Bild: „Es braucht es weiter die Debatte um linke Mehrheiten in der Gesellscha…
taz: Frau Ypsilanti, die Linkspartei musste [1][bei der Bundestagswahl
empfindliche Verluste] hinnehmen. Für die von Ihnen favorisierte „linke
Reformbewegung“ gibt es keine Mehrheit. Hat sich das Thema Rot-Rot-Grün nun
erledigt?
Andrea Ypsilanti: Nein, überhaupt nicht. Man darf Rot-Rot-Grün nicht nur
als Parteienkonstellation sehen, sondern auch die gesellschaftlichen
Inhalte, die dahinterstehen. Egal, welche Koalition jetzt kommt – es sieht
ja nach Ampel aus. Die harten Themen Klimawandel und Umverteilung werden
damit nicht gelöst werden. Deshalb braucht es weiter die Debatte um linke
Mehrheiten in der Gesellschaft.
Aber auch vor der Wahl schien das Interesse gerade bei Ihrer Partei, der
SPD, und den Grünen an einer Zusammenarbeit gering zu sein. Annalena
Baerbock sprach der Linkspartei die Regierungsfähigkeit ab.
Die Linksrutsch-Debatte hat erneut funktioniert. Es ist gelungen, die
Verunsicherung der Menschen, „was heißt sozial-ökologischer Umbau für mich
im Alltag“, in eine Verbotsdebatte umzuwandeln, die medial befeuert wurde.
Es ist richtig: Dafür wird es in den kommenden vier Jahren keine Mehrheit
geben. Aber man kann ja nicht die Hände in den Schoß legen.
Aber diese Gegenkampagne kam ja nicht nur aus der Presse, Kritik gab es
auch aus der Führungsriege Ihrer Partei. Woher kommt die Abneigung
innerhalb der SPD gegen die Linke?
Die Linkspartei hat einfach eine schlechte Performance hingelegt in den
vergangenen Jahren. Sie hat innerparteilich große Schwierigkeiten. Man
nimmt ihr nicht ab, dass sie regierungsfähig ist in diesem Zustand. Viele
Linke-Wähler sind bei dieser Wahl zurück zur SPD gewandert, weil es ihnen
nicht gelungen ist, diese Menschen an sich zu binden.
Also ist die Linkspartei das Problem?
Nein, es ist ein Zusammenspiel vieler Gründe. Die innerparteilichen
Verhältnisse der Linkspartei, die mediale Aufladung des „Linksrutsches“ und
die Ängstlichkeit der Menschen vor einer grundlegenden Veränderung.
2008 haben Sie nach der Landtagswahl versucht, in Hessen eine
Zusammenarbeit mit der Linken anzustoßen. Der Versuch endete in Ihrem
Rücktritt. Damals argumentierten innerparteiliche Gegner mit der Rolle der
Linkspartei als SED-Nachfolgerin und warnten vor Kommunisten in der
Regierung. Die aktuelle Kritik bezieht sich eher auf die Opposition der
Linken gegen die Nato und die EU. Hat die Rote-Socken-Kampagne eine
Evolution durchgemacht?

## Gespeicherte Daten:
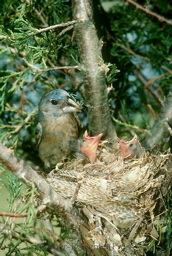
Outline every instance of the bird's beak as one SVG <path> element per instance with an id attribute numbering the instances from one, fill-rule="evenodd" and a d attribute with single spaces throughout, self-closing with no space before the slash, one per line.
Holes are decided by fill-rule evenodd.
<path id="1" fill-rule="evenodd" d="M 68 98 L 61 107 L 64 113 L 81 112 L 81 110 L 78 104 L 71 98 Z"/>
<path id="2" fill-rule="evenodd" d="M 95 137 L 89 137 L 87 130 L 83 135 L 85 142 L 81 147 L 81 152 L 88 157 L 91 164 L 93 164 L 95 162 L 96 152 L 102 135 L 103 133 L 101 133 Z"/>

## Aufgabenstellung:
Kopieren Sie aus dem Interview mit Andrea Ypsilanti wortgetreu den Abschnitt, dessen Anfang die Worte „Aber auch vor“ enthält und der mit „den Schoß legen.“ schließt. Die Daten sind eigenständiges Material und gehören nicht zum Interview.

## Bearbeitete Aufgabe:
Aber auch vor der Wahl schien das Interesse gerade bei Ihrer Partei, der
SPD, und den Grünen an einer Zusammenarbeit gering zu sein. Annalena
Baerbock sprach der Linkspartei die Regierungsfähigkeit ab.
Die Linksrutsch-Debatte hat erneut funktioniert. Es ist gelungen, die
Verunsicherung der Menschen, „was heißt sozial-ökologischer Umbau für mich
im Alltag“, in eine Verbotsdebatte umzuwandeln, die medial befeuert wurde.
Es ist richtig: Dafür wird es in den kommenden vier Jahren keine Mehrheit
geben. Aber man kann ja nicht die Hände in den Schoß legen.